A run of records:
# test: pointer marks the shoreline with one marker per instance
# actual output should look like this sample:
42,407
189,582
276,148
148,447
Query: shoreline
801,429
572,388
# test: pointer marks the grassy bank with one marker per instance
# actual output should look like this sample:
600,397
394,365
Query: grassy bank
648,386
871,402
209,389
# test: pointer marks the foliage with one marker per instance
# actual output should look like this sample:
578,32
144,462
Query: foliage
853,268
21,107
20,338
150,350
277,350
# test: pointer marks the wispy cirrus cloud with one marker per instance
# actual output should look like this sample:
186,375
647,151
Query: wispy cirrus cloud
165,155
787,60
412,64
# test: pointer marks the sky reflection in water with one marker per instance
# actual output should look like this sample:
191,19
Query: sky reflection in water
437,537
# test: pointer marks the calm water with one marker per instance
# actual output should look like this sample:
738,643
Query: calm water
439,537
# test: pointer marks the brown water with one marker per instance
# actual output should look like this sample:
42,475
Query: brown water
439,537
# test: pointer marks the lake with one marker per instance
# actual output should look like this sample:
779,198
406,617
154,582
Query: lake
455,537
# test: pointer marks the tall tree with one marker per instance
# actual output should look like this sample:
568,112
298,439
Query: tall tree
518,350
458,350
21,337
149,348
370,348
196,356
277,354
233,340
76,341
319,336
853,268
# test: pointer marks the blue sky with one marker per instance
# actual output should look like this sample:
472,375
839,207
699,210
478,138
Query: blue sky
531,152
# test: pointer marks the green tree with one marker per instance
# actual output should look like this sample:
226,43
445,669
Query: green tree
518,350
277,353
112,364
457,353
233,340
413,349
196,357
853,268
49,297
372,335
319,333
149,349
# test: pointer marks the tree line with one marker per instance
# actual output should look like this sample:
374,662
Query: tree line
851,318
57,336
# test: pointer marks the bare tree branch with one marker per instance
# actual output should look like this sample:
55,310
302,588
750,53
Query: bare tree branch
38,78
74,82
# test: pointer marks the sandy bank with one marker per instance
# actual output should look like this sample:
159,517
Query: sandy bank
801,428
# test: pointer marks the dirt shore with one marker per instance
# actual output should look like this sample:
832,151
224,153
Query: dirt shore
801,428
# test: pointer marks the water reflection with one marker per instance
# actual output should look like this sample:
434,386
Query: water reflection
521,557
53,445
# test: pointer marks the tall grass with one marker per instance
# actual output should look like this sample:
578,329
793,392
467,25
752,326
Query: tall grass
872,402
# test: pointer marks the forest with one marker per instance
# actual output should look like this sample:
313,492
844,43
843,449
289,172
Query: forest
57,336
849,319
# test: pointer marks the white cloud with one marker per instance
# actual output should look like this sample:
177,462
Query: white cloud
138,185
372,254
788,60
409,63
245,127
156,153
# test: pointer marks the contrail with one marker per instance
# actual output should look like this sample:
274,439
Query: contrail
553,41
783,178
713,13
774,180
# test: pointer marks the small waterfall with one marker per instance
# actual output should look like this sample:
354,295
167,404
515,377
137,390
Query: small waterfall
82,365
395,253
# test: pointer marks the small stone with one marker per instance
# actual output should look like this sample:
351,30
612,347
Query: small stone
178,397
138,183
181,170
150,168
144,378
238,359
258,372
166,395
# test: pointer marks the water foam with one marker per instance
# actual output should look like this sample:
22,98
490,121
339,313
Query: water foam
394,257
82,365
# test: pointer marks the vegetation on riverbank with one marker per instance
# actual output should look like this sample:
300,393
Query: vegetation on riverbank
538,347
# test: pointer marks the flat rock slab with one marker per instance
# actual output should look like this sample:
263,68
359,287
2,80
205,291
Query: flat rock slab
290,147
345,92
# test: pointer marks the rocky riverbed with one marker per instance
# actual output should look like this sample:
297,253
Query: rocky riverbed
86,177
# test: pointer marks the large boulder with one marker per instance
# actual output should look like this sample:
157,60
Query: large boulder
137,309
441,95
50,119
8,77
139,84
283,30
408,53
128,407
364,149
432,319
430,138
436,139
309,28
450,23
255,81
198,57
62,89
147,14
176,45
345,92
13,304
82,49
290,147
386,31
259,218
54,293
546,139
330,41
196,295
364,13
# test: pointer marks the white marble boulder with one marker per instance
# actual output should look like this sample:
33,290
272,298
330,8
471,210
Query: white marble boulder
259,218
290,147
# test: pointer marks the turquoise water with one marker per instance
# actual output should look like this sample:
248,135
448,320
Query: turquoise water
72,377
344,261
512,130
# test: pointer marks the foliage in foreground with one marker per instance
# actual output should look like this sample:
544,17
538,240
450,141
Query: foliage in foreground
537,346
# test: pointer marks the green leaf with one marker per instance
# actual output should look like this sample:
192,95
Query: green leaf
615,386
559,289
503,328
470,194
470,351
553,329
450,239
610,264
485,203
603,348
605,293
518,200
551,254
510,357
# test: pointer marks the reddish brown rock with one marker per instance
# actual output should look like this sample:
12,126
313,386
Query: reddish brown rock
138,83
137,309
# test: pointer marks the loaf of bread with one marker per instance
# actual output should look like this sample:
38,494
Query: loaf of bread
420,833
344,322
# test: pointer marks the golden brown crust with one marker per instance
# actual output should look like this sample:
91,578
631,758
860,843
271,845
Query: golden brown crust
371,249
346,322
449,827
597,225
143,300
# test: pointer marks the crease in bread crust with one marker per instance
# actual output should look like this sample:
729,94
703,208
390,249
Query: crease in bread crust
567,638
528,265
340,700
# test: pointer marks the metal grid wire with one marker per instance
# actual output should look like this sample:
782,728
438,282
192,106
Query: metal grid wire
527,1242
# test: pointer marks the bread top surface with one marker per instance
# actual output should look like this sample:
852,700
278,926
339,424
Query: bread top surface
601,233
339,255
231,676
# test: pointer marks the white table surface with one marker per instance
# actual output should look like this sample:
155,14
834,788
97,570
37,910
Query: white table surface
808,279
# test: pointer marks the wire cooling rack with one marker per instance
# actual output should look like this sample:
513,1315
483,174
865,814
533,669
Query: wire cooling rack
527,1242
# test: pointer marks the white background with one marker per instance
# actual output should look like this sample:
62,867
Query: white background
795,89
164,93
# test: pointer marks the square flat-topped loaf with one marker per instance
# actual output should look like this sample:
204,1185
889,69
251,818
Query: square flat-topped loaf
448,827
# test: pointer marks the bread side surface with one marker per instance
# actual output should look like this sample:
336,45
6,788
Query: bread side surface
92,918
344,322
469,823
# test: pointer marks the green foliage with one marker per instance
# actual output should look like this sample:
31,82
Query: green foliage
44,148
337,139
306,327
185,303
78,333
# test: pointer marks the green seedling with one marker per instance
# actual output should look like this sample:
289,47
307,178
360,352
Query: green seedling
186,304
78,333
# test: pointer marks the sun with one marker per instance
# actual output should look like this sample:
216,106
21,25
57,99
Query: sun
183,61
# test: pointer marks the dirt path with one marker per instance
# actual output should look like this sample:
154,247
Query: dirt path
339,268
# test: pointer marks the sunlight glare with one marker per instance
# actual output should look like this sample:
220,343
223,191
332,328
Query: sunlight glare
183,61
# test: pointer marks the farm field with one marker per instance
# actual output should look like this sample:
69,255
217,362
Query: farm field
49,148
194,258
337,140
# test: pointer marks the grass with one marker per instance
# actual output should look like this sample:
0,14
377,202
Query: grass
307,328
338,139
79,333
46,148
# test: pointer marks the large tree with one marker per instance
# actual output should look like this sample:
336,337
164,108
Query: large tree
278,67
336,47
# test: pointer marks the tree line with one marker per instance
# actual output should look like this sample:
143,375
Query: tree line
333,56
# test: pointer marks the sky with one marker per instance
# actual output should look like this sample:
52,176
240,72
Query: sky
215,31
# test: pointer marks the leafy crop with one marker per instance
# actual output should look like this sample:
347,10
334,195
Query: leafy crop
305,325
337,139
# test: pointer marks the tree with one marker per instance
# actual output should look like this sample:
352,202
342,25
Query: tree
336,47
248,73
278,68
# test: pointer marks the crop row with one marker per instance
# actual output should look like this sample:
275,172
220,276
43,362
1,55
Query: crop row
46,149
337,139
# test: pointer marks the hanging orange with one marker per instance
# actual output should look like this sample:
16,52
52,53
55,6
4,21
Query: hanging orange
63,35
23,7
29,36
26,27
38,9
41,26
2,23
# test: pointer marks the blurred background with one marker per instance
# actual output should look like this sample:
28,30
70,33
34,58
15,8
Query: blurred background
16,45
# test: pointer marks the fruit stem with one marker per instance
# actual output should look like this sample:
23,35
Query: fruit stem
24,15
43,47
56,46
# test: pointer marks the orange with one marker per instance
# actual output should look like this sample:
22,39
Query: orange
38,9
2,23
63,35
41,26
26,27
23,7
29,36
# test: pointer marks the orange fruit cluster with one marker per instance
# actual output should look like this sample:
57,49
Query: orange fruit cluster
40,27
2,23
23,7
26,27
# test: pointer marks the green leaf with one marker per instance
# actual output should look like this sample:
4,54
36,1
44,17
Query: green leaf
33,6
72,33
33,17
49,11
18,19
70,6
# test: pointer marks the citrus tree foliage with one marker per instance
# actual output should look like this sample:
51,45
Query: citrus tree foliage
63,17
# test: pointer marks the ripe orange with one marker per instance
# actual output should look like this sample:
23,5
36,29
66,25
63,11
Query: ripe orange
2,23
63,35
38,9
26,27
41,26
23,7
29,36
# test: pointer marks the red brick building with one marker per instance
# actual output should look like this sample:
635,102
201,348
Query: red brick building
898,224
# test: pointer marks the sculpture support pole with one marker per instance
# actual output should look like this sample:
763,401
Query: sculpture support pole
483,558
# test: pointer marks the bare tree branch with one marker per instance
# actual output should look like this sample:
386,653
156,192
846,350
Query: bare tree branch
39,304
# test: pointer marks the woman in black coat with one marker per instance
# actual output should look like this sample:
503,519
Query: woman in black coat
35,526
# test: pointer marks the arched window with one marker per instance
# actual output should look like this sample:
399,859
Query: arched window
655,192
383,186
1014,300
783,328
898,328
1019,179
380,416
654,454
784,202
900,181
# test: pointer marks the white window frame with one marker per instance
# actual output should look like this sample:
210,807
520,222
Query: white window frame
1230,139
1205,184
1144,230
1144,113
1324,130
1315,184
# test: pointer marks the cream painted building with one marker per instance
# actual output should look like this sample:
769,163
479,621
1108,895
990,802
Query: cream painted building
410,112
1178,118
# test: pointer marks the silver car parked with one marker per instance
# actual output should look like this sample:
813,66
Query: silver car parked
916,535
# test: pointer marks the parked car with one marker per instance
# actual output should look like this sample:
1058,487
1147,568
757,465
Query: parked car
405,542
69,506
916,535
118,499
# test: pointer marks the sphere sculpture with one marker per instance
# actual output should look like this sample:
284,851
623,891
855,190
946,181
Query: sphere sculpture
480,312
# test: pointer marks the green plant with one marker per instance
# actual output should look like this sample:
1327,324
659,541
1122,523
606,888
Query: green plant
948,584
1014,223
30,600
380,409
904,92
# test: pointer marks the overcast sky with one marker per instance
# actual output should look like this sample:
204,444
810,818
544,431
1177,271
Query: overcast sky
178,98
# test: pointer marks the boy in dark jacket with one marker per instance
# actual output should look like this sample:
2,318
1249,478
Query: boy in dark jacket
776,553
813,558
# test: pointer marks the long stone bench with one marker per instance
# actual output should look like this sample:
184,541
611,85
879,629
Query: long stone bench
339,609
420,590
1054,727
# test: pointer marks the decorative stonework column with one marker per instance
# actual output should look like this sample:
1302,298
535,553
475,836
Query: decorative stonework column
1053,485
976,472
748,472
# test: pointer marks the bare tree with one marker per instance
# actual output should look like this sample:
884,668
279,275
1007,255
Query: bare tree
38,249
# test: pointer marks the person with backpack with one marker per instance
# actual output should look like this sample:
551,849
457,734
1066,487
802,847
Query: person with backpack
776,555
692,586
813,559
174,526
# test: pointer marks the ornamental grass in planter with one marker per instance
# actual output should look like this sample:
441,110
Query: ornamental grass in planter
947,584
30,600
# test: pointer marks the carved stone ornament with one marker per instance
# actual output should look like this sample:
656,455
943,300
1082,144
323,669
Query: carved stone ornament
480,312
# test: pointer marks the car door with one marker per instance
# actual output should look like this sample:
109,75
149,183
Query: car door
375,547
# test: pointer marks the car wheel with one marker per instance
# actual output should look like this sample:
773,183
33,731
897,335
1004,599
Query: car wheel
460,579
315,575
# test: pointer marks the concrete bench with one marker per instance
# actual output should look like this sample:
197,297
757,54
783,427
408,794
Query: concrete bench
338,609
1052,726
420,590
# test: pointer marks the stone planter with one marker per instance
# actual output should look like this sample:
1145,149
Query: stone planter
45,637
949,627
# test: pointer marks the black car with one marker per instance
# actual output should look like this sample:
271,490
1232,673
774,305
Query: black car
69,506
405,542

- **WHAT IS EXPECTED**: Set down nothing but the lines from the one with "# test: pointer marks the concrete" through the end of the records, keeping each line exactly as written and including both ends.

- **CORRECT RESULT**:
# test: pointer marks the concrete bench with one marker per instance
# actual output should look like this sample:
197,297
757,54
783,427
408,794
Query: concrete bench
338,609
1052,726
420,590
# test: pointer marks the stone planter with one marker per instance
# actual output should look like this sample:
1145,149
Query: stone planter
45,637
949,627
# test: pointer marks the black car with one marker per instance
# actual output should look like this sample:
271,490
1232,673
774,305
Query: black car
69,506
405,542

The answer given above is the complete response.